* start EXERCISE INPUTS *
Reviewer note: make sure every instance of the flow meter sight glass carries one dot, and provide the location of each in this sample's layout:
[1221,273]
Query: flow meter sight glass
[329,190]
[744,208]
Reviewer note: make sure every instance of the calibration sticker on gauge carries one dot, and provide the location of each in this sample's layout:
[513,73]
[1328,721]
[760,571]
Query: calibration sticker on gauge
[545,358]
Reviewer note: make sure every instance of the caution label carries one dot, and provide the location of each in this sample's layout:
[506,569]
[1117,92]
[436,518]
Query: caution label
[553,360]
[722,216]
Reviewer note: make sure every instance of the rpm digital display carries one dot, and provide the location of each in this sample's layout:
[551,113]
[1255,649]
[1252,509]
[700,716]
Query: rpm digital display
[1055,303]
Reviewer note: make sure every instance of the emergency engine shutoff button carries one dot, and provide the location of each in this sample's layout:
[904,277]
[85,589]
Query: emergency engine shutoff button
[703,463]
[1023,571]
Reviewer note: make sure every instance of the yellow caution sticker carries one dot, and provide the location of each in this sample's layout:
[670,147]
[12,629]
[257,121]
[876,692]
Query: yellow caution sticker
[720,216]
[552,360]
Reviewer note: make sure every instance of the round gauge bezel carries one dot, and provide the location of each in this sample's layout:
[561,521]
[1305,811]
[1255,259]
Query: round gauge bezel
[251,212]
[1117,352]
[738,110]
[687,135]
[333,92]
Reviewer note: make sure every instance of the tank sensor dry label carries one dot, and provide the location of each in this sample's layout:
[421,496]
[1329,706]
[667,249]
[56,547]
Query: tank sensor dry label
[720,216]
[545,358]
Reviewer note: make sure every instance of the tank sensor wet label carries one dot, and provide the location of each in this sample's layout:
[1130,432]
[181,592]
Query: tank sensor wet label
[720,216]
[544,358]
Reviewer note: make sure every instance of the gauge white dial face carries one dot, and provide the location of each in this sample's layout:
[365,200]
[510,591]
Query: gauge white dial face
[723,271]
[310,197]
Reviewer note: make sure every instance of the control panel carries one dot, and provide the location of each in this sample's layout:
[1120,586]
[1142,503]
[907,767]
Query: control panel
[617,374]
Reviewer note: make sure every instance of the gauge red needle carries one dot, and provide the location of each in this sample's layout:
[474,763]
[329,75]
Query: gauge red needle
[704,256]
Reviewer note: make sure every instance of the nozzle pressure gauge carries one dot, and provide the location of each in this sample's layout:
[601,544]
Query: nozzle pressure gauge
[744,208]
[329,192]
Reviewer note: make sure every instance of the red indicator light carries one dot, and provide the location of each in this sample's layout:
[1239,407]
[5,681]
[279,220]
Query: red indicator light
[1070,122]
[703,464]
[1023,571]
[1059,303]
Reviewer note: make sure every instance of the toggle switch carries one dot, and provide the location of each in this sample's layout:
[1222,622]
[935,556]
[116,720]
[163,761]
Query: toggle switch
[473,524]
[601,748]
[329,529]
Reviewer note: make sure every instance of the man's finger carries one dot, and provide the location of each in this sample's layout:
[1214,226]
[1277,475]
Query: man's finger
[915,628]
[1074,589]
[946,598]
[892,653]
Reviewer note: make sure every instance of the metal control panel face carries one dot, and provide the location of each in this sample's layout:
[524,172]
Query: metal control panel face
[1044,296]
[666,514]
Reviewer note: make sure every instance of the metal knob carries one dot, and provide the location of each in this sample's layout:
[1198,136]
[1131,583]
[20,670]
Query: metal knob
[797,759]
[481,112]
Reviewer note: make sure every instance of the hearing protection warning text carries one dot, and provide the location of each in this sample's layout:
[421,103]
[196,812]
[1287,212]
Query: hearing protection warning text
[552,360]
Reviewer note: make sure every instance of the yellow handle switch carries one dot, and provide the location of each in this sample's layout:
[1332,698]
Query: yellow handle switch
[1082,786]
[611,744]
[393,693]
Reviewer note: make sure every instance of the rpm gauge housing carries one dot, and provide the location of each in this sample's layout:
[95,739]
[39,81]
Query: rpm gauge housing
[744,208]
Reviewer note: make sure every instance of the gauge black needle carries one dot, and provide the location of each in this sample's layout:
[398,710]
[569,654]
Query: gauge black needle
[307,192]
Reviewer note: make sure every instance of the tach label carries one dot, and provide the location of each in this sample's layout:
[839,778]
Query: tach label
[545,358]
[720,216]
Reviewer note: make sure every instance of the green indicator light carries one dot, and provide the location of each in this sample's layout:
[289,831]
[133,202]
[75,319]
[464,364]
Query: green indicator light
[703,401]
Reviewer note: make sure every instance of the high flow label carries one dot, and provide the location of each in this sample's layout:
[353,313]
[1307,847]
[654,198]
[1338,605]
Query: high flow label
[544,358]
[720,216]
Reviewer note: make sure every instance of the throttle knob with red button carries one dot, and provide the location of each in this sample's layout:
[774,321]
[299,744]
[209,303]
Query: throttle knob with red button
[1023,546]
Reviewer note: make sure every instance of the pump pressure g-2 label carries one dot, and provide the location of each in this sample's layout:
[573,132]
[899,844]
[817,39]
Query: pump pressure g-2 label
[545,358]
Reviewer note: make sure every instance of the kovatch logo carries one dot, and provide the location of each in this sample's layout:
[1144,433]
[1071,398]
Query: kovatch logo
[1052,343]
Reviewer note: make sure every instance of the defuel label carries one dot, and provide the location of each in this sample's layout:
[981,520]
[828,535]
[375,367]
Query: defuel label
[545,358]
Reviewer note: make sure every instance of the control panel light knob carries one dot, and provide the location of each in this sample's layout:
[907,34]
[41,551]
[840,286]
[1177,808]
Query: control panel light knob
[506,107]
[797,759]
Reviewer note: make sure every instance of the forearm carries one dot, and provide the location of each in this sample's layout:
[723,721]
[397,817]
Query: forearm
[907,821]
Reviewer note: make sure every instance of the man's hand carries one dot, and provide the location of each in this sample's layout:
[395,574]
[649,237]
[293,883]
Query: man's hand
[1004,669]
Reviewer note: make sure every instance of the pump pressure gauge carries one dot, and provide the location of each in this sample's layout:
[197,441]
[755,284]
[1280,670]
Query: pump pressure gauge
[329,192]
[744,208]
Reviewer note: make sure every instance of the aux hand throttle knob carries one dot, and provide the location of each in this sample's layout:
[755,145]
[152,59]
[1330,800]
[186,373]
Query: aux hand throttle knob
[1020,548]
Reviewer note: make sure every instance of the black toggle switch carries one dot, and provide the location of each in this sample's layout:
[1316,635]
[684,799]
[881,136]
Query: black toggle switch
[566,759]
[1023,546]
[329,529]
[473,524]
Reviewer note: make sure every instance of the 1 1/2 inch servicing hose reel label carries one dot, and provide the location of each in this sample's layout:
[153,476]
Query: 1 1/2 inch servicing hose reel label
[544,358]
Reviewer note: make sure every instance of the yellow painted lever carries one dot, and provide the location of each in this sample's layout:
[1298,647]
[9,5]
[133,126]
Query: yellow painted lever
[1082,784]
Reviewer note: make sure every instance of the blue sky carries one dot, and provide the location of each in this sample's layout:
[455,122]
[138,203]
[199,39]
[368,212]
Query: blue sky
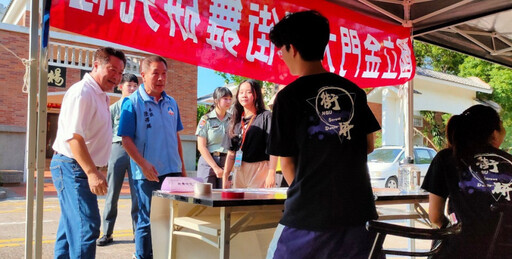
[207,81]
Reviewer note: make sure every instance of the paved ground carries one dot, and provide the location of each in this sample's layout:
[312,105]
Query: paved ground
[13,216]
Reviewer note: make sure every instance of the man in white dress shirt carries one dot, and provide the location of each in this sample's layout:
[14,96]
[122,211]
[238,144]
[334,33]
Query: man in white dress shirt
[82,145]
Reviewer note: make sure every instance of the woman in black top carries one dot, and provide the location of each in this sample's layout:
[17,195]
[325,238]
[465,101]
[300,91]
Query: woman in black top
[474,174]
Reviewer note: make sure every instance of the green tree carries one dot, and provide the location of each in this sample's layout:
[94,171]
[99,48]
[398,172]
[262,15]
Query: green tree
[437,58]
[499,78]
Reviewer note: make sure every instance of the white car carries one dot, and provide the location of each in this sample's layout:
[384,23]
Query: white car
[383,164]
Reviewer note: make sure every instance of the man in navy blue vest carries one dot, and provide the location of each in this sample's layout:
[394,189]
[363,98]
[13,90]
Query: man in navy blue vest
[149,126]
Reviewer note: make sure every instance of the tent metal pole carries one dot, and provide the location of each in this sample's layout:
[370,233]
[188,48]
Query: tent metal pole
[41,139]
[30,147]
[409,127]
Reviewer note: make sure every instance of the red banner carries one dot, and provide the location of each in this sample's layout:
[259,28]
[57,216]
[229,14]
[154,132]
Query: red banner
[233,35]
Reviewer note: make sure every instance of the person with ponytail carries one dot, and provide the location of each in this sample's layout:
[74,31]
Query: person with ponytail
[210,132]
[247,141]
[473,173]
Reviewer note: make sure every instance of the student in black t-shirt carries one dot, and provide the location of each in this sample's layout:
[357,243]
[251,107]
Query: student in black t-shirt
[474,174]
[246,141]
[322,130]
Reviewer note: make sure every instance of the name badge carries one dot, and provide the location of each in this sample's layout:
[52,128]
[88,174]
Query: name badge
[238,158]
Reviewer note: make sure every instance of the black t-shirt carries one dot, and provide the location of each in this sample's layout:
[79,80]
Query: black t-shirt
[472,186]
[255,143]
[322,121]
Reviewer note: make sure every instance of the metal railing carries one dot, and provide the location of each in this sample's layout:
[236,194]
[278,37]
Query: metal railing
[72,56]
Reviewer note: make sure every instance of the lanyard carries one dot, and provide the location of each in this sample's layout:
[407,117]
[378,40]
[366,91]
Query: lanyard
[244,132]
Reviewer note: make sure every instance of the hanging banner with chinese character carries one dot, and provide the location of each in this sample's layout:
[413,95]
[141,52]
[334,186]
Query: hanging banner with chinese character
[233,35]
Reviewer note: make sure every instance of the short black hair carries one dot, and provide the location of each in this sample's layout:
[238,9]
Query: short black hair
[129,78]
[307,31]
[146,62]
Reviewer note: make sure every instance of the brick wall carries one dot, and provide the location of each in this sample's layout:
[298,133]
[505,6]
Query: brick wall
[181,83]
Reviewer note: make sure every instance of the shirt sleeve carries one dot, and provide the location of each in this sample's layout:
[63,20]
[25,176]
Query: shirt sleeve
[128,120]
[78,111]
[282,141]
[179,124]
[436,178]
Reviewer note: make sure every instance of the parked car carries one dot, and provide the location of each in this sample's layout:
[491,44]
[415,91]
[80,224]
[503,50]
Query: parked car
[383,164]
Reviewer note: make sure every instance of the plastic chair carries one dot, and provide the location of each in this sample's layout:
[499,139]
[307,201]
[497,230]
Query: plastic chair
[501,244]
[383,229]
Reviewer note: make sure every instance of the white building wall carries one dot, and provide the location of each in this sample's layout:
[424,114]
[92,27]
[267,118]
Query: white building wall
[392,118]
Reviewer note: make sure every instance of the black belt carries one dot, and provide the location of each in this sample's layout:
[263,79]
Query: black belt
[219,154]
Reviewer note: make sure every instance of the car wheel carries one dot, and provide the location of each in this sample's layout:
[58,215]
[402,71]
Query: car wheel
[392,182]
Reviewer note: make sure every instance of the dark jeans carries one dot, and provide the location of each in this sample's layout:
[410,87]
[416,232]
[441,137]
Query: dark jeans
[79,224]
[118,165]
[144,190]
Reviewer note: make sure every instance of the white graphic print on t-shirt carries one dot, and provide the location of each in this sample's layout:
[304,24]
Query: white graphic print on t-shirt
[335,109]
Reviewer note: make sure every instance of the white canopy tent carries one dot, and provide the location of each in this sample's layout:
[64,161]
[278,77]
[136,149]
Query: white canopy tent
[474,27]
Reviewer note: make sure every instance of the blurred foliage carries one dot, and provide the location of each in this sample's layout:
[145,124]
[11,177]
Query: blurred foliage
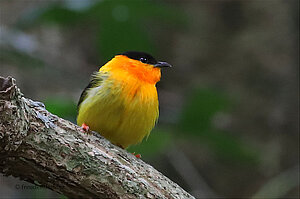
* end EXERCISE INPUTS *
WHAT NEEDS TO BE DONE -
Turn the stretch from the line containing "Reviewer note: make sure every instance of the blurred" through the end of the records into a numbered list, leaving out blank lines and pictures.

RESPONSE -
1. Reviewer note: make sure every instance of the blurred foliage carries one dot, and provide the location of each in this sample's layout:
2. [145,124]
3. [11,177]
4. Query: blurred foliage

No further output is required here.